### QUOTED TEXT:
◇ ◇ ◇ ◇
But the separation did not take place till seventeen years after this date. In the meantime the agitation for it continued. Moreton Bay had its representatives in the Legislative Council of New South Wales, but was not content. Under the Act of 1850 ‘for the better government of Her Majesty’s Australian colonies,’ power had been reserved to constitute a new colony ‘northward of 30 degrees of south latitude.’ The departure from the terms of the Act of 1842 would have given to the new colony, when formed, the whole area from Wide Bay to a point south of the mouths of the Clarence and Richmond Rivers, an especially rich district. But powerful influences were exerted to retain this belt for New South Wales, and when the colony of Queensland was proclaimed in 1859 the southern boundary was fixed at Point Danger ‘in latitude about 28 degrees 8 minutes,’ which left the Clarence and Richmond Valleys under New South Wales jurisdiction. With this alteration, however, the territory northward from Point Danger to Cape York was, by letters patent dated June 6, 1859, erected into ‘a separate colony to be called the colony of Queensland.’
Very many of the separationists were disappointed that the boundary line was moved, and Dr. Lang, who had been for years a fervent champion of independence for Queensland (which he wished to have named Cooksland), boiled over in angry denunciations. The means employed to effect the change were, he said, ‘discreditable.’ But it seems clear that the majority of the inhabitants in the district concerned wished to remain in New South Wales; that the Colonial Office was influenced by their desire; and that the result was not arrived at because, as the furious Presbyterian divine alleged, Sir William Denison, Governor of New South Wales, having two brothers holding nearly a quarter of a million acres of land as squatters on the northern frontiers of that colony at a merely nominal rental of a twentieth of a penny per acre, ‘could scarcely be expected to be a disinterested referee’ when the question was ‘referred to him for his decision.’ It is true that a petition signed by many inhabitants of the Clarence and Richmond Rivers district asked for transference to the new colony; and much stress has been laid upon this petition in later years by the advocates of the formation of a new state in northern New South Wales. But a petition from a section of a population is an imperfect index of general public opinion. There was, also, a petition to the contrary effect. As there was opposition in New South Wales to the separation of Queensland as being ‘premature and inexpedient,’ and as this opposition would certainly have been stronger had it been proposed to detach the Clarence and Richmond, the boundary decision was prudent.
◇ ◇ ◇ ◇
### DATASET SECTION:
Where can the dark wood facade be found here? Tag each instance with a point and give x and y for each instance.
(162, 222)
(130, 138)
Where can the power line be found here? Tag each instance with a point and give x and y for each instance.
◇ ◇ ◇ ◇
### PROBLEMS TO WORK ON:
**A.** In the passage on Queensland's separation, on what date were the letters patent that created the colony of Queensland dated?
**B.** For each statement, say whether it agrees with the passage on Queensland's separation, and quote the words of the passage that decide it: (i) When Queensland was proclaimed, its southern boundary was fixed at Point Danger. (ii) Dr. Lang wanted the new colony to be named Cooksland. (iii) The Clarence and Richmond Valleys were placed within the new colony of Queensland.
**C.** Carry on the passage about Queensland's separation from the point where it stops.

### TASK RESULTS:
**A.** June 6, 1859.

**B.**
(i) Yes: "the southern boundary was fixed at Point Danger."
(ii) Yes: "which he wished to have named Cooksland."
(iii) No: "which left the Clarence and Richmond Valleys under New South Wales jurisdiction."

**C.**
Queensland was the only one of the six Australian States which did not require a separate Act of the Imperial Parliament for its establishment. The letters patent were sufficient to confer upon it separate being and constitutional authority. It was also the only State of the group which did not pass through the probationary period of government under a Legislative Council before full rights of representative government were conceded. Two houses of Legislature were established, the Legislative Council, according to the New South Wales model, consisting of members appointed for life, whilst the Legislative Assembly was elective. But Queensland abolished the Legislative Council in 1922; and since that date has had only one house of Legislature.
Sir George Bowen, the first Governor, set the necessary machinery to work directly after his arrival in Brisbane in December, 1859, and the first Parliament of Queensland commenced business on May 7, 1860. In the interval Bowen managed affairs with admirable discretion. He had no funds, no civil service, no police, no military force. The whole mechanism of administration and order had to be created. ‘As to money wherewith to carry on the Government,’ he wrote, ‘I started with just 7 1/2d. in the Treasury. A thief — supposing, I fancy, that I should have been furnished with some funds for the outfit, so to speak, of the new State — broke into the Treasury a few nights after my arrival and carried off the 7 1/2d. mentioned. However, I borrowed money from the banks until our revenue came in.’
Bowen exposed himself to much hostile criticism by appointing to be the first premier of the colony a young man of twenty-eight, Robert Wyndham Herbert, who had come out from England with him as his private secretary. Certainly it was a surprising selection, and it naturally occasioned jealousy and heart-burning among local politicians. Herbert was a scholar, who had been private secretary to Gladstone, and had a thorough knowledge of British parliamentary practice. Bowen doubtless felt the need of the assistance of a well-trained mind in inaugurating parliamentary government in a new State; and, after all, if the Queensland Parliament did not like Herbert, it could turn him out.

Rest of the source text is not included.